#### Seitentext
Die Nachforderung für rund 230 verschiedene Kraftfahrer, deren Lohnsteuer nicht nach einem Jahreszeitraum, sondern für den für die meisten Fahrer nur kurzen Lohnzahlungszeitraum zu ermitteln sei, sei mit unverhältnismäßigen Schwierigkeiten verbunden gewesen und habe deshalb in einem Pauschbetrag erfolgen können.
Die Beschwerdeführerin beantragte die Entscheidung über die Berufung durch die Abgabenbehörde zweiter Instanz und führte dazu u. a. aus, dass die Funkfahrer in keiner Richtung weisungsgebunden seien. Tatsächlich könne der Funkfahrer handeln, wie er meine (wolle): reagiere er nicht auf das Funkgerät, werde ein anderer ersucht, die "Erledigung" durchzuführen; selbst wenn er reagiere, könne der Funkfahrer noch "ausweichen", etwa mit den Argumenten "brauche Pause, Erholungsphase vom Auftrag, Verweis auf spätere (baldige) Arbeiten, usw."
Mit dem nunmehr angefochtenen Bescheid wurde "den Berufungen" teilweise Folge gegeben und hinsichtlich der Höhe der Abgaben auf die Berufungsvorentscheidung verwiesen. Der vorläufige Bescheid vom 7. September 1992 über den Prüfungszeitraum vom 1. Jänner 1992 bis zum 30. Juni 1992 wurde für endgültig erklärt.
Zur Begründung verwies die belangte Behörde ebenfalls auf die Berufungsvorentscheidung. Ergänzend führte die belangte Behörde an, dass die Beschwerdeführerin sowohl die Kosten für die Arbeitsmittel als auch die damit im Zusammenhang stehenden Betriebskosten getragen habe. Im Gegenzug dazu hätten die Funkfahrer 70 % der Einnahmen an die Beschwerdeführerin abgeliefert. Für die Unterscheidung zwischen Werkvertrag und Dienstverhältnis sei maßgeblich, ob der leistungserbringende Funkfahrer den Anspruch auf Entlohnung seiner Tätigkeit erst im Erfolgsfall habe oder bereits für sein Bemühen zu entlohnen sei. Die Entlohnung mit einem fixen Pauschalsatz spreche für das Vorliegen eines Dienstverhältnisses. Das Weisungsrecht und die Organisationsbefugnis des Dienstgebers seien nicht dadurch ausgeschlossen, dass dem Dienstnehmer ein gewisser Spielraum bei seiner Pflichterfüllung eingeräumt werde, wie etwa der Funkfahrer mit dem Argument einer benötigten Pause "ausweichen" könne.

#### Aufgaben
#1 Welchen Anteil ihrer Einnahmen lieferten die Funkfahrer laut Seitentext an die Beschwerdeführerin ab?
#2 Gib den Seitentext von „Die Nachforderung für“ bis „Pauschbetrag erfolgen können.“ wortgetreu wieder.
Die anschließenden Zeilen stehen für sich und gehören nicht zum Seitentext.

#### Angezeigte Daten
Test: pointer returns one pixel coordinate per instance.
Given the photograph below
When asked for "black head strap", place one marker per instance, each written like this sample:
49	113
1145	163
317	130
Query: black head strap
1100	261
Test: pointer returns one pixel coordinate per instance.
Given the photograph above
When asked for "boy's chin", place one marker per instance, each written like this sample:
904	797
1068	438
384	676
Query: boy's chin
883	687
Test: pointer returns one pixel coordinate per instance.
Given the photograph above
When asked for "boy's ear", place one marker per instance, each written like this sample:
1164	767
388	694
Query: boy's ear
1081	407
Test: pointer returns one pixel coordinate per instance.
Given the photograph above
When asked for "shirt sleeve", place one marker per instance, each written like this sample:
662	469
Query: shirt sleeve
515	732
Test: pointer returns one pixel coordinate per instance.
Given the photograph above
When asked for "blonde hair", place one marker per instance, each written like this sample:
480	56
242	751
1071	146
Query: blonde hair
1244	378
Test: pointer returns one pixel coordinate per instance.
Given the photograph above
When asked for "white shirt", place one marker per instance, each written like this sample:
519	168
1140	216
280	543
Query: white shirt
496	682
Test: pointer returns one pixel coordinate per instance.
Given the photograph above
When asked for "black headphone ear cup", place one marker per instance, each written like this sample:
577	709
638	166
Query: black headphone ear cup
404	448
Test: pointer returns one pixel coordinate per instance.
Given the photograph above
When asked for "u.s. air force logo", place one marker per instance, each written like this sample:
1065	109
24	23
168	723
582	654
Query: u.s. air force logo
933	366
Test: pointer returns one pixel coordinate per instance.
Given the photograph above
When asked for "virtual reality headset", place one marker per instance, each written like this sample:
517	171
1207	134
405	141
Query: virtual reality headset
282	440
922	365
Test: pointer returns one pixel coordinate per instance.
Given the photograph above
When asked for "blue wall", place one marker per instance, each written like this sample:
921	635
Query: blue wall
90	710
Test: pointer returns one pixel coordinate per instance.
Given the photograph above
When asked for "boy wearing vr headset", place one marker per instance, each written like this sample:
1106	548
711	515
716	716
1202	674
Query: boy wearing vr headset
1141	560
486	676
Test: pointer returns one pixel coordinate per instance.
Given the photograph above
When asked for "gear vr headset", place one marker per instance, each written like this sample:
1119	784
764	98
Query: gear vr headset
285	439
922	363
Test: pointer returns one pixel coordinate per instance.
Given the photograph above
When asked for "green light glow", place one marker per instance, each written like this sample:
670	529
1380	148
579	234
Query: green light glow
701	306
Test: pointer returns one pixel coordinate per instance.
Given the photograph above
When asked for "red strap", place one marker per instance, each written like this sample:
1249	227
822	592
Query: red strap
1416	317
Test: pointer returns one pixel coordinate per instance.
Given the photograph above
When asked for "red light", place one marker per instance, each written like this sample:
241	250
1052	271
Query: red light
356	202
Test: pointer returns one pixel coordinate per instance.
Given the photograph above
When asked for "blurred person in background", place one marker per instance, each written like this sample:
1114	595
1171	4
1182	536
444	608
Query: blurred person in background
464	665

#### Lösungen
#1 Die Funkfahrer lieferten 70 % der Einnahmen ab.

#2
Die Nachforderung für rund 230 verschiedene Kraftfahrer, deren Lohnsteuer nicht nach einem Jahreszeitraum, sondern für den für die meisten Fahrer nur kurzen Lohnzahlungszeitraum zu ermitteln sei, sei mit unverhältnismäßigen Schwierigkeiten verbunden gewesen und habe deshalb in einem Pauschbetrag erfolgen können.